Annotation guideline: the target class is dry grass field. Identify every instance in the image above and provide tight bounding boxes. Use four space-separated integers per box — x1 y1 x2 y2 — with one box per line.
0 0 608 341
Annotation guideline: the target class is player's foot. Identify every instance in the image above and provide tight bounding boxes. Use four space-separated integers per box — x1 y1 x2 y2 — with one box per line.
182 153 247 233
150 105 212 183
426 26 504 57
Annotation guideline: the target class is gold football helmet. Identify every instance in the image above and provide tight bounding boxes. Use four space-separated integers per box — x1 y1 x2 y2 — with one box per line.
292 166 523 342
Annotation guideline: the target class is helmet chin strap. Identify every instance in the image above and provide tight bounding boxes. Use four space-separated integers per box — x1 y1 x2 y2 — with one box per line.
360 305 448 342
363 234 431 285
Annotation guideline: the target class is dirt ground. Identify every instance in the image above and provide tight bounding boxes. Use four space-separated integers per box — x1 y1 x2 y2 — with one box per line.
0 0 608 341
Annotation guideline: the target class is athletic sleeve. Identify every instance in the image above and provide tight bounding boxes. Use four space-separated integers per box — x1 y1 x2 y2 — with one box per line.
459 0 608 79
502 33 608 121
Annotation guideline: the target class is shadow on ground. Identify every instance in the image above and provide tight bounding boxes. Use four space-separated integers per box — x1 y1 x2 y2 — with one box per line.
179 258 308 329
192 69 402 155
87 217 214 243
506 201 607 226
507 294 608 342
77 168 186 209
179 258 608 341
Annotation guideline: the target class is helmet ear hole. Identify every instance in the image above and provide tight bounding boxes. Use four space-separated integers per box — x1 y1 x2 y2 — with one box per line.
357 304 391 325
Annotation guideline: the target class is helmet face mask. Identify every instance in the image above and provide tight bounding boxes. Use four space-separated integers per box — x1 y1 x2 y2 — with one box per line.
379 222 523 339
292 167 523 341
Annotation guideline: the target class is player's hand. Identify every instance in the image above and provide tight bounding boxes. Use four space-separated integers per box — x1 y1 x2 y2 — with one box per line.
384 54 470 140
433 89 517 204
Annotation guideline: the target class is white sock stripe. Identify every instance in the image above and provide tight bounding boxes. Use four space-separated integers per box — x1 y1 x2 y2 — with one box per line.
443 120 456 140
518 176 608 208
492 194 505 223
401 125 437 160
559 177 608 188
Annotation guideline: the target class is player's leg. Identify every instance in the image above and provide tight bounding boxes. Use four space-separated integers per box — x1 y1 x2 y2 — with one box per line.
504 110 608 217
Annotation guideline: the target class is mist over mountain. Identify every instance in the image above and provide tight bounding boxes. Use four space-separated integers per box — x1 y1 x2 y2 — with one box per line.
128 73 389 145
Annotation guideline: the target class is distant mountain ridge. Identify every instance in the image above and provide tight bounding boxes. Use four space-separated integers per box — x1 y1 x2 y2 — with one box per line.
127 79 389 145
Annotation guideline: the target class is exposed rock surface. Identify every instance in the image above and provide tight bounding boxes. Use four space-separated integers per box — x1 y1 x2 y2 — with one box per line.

→ Job
Copy every line above word for word, keeping each one unchanged and in the same order.

→ Solution
Annotation guideline: the target class is dry grass field. Identify every instance in the image above and provide tight bounding boxes. Use four space-separated integers per box — x1 y1 x2 y2 — with one box per line.
0 0 608 341
Annotation guideline: the target class is player's foot. Identify every instance in the image above and provide tight bounding boxes. Use four space-separated integers per box — x1 y1 x2 y2 — with one box per line.
182 153 247 233
150 105 212 183
426 26 504 57
Annotation guideline: the target class is gold football helmet. Identify every instance in the image above and provide tight bounding boxes. Use four space-separated integers per box — x1 y1 x2 y2 — with one box per line.
292 166 523 342
Annotation guideline: the target class is helmet chin strap. Identify every instance in the image above and provide tight bounding boxes. Use four space-separated integers per box — x1 y1 x2 y2 — with one box per line.
360 305 448 342
363 234 431 285
Annotation guideline: the target class is dirt ground. Identify every instance in the image above and provide tight bounding boxes. Use four space-separated integers per box — x1 y1 x2 y2 — with one box per line.
0 0 608 341
Annotation guideline: the target class is athletic sleeve. Identify every instance in the image above and provide tight bounding boxes. Use four space-separated integers per box — x1 y1 x2 y2 — with one box per line.
459 0 608 79
502 33 608 121
Annotation guideline: the target class is shadow on ground. Identify every instance in the image above and provide tight bounding boxes. Use four space-separated integers per box — x1 y1 x2 y2 — with one box per line.
179 258 308 329
192 69 402 155
87 217 214 243
506 201 607 226
507 294 608 342
77 168 186 209
179 258 608 341
Annotation guideline: the target class is helmet ear hole. Identify every instance in the image above and provide tight bounding boxes. Use four space-separated integers per box — x1 y1 x2 y2 — with one box per line.
357 304 391 325
Annotation guideline: the target class is helmet face mask. Identify every instance in the image above and provide tight bounding boxes. Use four space-separated integers per box — x1 y1 x2 y2 — with one box per line.
379 222 523 339
292 167 523 341
Annotation guideline: the target class is player's hand. Identify every instance in the image above and provide tight bounding boxes. Use four space-separated integers per box — x1 y1 x2 y2 — with one box per line.
384 54 470 140
433 89 517 204
Annotation guideline: the target class is white sock stripe. Identify every instance in the image above and provide tight bounding boxes. Use four space-separated integers per box — x1 y1 x2 y2 — with one box per line.
443 120 456 140
518 176 608 208
492 194 505 223
401 125 437 160
559 177 608 188
Annotation guideline: the target class is player's leg. Identify every instance in the image above and provide tight bounding boxes. Use four space-separated integers per box — x1 y1 x2 y2 — with one box per line.
504 110 608 217
Annotation guideline: the target class is mist over mountain. Identify every instance in the image above and provide tight bounding boxes. Use four space-separated integers per box — x1 y1 x2 y2 — with one box per line.
128 73 389 145
Annotation guideline: the target class is distant mountain ridge. Identify every instance in the image above and provide tight bounding boxes. Use four space-separated integers per box — x1 y1 x2 y2 — with one box per line.
127 79 389 145
Annotation guideline: the target class is exposed rock surface. Identify every instance in the image above and provide tight bounding boxes. Use four space-separated integers per box — x1 y1 x2 y2 — with one box per line.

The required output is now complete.